• [Set task] Pick out every line in the listing below that contains the word "building". Letter case counts, so match capitalization precisely.

╭─ Provided data

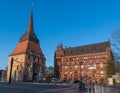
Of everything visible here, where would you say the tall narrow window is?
[100,62,103,68]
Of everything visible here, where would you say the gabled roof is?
[64,42,110,56]
[19,12,39,44]
[10,40,42,56]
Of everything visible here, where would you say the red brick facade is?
[54,42,111,83]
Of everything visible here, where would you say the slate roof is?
[10,12,42,56]
[64,42,110,56]
[19,12,39,44]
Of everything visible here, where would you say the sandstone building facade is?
[54,41,112,83]
[7,12,46,82]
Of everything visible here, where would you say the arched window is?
[100,62,103,68]
[75,64,78,69]
[93,62,96,69]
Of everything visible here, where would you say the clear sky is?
[0,0,120,69]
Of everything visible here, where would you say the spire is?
[27,11,34,34]
[19,11,39,44]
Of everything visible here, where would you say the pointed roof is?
[9,12,44,56]
[19,11,39,44]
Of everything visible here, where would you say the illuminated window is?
[75,65,78,69]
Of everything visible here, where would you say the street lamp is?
[9,57,13,84]
[80,62,83,80]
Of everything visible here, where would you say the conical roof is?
[19,12,39,44]
[10,12,44,56]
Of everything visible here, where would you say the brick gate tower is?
[7,12,46,82]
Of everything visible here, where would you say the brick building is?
[54,41,112,83]
[7,12,46,82]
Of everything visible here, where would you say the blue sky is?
[0,0,120,69]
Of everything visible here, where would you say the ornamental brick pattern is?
[54,41,112,83]
[7,12,46,82]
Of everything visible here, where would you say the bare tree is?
[111,28,120,72]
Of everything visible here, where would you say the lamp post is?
[80,62,83,80]
[9,57,13,84]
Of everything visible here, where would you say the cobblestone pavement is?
[0,83,87,93]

╰─

• [The output]
Of everything visible here, where would you say the sandstone building facade is?
Of everything visible here, where would you say the brick building is?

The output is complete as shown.